_TRECHO DO DOCUMENTO_
::::

Qual o papel do maior acesso à internet, desde 2015, nesse processo?
Por muito tempo, os cubanos tiveram pouco acesso à internet -- por razões econômicas e políticas. Mas, nos últimos anos, a disponibilidade se expandiu muito rapidamente. Em Cuba, onde as associações voluntárias independentes não são legais, as redes sociais tomaram esse lugar e se tornaram um instrumento de mobilização para a ação no mundo real.
O sr. mencionou a política do governo Trump, que reverteu os avanços do governo Obama no diálogo com o regime cubano. Biden prometeu mudanças. Como vê a política do atual presidente para Cuba?

::::

Segundo o trecho acima, o que tomou o lugar das associações voluntárias independentes em Cuba?

::::

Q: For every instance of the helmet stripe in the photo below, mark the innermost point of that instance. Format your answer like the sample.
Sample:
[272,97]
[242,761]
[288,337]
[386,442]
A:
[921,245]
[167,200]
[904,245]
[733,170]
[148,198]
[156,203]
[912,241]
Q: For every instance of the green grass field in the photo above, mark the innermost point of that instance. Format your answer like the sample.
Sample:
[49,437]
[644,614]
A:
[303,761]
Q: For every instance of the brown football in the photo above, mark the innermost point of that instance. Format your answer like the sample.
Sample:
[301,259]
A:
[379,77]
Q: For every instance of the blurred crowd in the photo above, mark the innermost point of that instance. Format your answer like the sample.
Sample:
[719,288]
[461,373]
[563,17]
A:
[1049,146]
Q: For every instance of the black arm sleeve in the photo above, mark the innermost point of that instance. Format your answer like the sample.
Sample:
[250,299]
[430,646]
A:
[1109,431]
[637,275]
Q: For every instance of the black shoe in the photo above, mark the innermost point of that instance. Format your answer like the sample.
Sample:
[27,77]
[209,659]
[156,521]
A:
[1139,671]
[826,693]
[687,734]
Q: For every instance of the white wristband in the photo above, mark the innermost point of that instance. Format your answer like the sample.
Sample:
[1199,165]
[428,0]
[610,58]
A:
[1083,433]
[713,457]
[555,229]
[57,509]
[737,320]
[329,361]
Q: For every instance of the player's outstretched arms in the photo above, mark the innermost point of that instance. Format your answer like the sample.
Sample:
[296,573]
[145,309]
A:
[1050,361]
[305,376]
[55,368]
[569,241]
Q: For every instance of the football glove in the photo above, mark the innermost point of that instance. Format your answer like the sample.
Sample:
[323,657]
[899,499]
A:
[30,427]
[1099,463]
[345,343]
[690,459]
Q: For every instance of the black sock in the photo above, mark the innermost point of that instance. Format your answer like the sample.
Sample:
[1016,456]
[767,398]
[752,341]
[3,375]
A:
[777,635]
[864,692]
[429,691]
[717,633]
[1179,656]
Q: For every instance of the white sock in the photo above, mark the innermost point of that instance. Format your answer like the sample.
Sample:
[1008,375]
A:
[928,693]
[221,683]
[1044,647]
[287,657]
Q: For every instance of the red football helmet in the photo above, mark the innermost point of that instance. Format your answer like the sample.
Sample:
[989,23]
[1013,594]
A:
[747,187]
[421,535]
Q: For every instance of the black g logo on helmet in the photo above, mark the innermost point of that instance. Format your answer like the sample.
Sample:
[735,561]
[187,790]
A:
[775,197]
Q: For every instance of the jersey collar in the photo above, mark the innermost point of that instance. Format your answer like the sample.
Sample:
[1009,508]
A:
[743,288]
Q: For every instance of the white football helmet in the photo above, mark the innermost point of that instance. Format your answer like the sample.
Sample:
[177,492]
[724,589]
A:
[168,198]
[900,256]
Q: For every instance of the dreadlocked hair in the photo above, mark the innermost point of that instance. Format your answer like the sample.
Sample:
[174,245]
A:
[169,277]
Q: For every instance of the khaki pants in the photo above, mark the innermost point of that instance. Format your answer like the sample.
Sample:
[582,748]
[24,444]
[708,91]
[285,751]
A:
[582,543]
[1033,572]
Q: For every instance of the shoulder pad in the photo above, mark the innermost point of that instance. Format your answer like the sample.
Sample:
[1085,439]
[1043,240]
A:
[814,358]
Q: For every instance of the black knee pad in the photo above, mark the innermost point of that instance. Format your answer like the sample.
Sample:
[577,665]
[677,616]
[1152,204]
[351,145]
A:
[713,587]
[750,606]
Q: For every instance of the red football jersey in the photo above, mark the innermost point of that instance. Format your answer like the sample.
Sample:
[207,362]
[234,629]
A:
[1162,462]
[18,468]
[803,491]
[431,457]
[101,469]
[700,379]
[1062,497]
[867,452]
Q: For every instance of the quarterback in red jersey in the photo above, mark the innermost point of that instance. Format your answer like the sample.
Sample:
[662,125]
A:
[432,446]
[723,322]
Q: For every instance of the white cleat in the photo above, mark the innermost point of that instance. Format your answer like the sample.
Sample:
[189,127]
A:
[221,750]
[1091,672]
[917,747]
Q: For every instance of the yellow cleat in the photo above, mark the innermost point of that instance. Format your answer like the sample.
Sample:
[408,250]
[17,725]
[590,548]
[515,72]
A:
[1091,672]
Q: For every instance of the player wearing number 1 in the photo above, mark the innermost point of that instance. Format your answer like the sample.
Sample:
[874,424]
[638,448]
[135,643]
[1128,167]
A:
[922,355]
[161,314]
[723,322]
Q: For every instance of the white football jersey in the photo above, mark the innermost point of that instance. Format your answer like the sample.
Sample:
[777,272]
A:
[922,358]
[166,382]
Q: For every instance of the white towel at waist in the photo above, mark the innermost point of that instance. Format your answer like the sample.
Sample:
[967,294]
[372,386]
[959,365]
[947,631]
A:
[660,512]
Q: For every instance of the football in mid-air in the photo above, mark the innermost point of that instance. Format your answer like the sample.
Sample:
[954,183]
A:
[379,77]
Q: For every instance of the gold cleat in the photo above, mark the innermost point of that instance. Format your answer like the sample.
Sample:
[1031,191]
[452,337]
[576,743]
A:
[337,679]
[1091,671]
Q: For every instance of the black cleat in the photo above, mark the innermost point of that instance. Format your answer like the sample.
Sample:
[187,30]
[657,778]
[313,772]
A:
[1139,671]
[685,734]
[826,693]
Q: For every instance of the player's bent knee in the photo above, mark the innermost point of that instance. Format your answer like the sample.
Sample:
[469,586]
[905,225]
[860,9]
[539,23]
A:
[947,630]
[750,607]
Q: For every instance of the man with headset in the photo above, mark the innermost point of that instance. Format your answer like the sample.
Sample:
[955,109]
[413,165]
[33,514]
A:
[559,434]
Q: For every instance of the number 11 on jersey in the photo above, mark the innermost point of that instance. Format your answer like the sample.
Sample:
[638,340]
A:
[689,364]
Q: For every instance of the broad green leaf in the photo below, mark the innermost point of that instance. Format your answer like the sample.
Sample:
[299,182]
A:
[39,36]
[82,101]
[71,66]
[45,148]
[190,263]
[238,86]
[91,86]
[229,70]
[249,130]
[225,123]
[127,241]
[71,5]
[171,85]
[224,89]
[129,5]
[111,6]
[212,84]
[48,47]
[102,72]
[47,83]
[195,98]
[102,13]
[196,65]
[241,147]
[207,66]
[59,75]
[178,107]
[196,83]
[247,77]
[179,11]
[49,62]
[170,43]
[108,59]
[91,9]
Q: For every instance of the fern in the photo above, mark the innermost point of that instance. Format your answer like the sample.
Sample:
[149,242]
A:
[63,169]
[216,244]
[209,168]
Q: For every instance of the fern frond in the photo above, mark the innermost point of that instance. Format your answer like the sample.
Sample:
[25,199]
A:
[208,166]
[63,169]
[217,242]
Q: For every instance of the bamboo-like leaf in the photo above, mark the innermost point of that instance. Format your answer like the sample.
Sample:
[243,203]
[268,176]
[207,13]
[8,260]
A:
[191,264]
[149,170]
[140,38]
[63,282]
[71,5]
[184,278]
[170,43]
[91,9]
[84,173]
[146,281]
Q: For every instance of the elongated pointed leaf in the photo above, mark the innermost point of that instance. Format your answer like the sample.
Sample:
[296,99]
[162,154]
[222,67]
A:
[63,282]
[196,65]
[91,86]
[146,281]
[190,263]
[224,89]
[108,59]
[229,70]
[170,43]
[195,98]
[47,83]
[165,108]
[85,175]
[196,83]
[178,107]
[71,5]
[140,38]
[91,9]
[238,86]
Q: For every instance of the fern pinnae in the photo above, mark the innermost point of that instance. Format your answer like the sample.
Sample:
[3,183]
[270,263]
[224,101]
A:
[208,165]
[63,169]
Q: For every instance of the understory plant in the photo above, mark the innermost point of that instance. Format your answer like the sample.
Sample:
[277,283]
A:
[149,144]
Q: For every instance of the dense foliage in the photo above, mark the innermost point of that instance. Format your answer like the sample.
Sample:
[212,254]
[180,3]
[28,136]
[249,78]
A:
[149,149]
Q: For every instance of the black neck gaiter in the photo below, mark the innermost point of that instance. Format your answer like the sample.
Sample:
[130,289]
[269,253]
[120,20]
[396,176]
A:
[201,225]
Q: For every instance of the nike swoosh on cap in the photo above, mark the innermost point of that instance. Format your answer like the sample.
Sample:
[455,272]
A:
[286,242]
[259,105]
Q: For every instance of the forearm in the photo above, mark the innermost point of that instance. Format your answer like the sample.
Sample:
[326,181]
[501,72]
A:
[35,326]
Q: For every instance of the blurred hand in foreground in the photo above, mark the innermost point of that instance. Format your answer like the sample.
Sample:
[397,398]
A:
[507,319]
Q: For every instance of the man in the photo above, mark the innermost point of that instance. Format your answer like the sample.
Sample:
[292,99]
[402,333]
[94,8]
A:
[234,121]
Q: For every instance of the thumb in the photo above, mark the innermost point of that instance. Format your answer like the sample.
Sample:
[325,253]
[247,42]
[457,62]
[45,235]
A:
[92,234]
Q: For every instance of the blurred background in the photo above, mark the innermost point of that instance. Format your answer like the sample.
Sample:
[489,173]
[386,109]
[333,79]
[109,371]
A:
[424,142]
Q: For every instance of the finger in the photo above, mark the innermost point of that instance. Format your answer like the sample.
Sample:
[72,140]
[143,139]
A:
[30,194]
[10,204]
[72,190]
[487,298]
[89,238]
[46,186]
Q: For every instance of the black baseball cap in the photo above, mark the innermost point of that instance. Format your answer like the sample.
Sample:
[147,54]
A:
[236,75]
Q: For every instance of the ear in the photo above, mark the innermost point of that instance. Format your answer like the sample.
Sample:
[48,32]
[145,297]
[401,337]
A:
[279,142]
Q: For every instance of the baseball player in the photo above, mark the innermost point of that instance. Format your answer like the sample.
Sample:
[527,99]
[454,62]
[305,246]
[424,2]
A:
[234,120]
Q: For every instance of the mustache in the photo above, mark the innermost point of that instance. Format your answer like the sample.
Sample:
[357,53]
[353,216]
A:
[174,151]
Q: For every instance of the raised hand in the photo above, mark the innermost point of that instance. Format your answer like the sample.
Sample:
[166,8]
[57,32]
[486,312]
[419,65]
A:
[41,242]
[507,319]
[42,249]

::::

_RESPOSTA ESPERADA_
As redes sociais, que viraram um instrumento de mobilização para a ação no mundo real.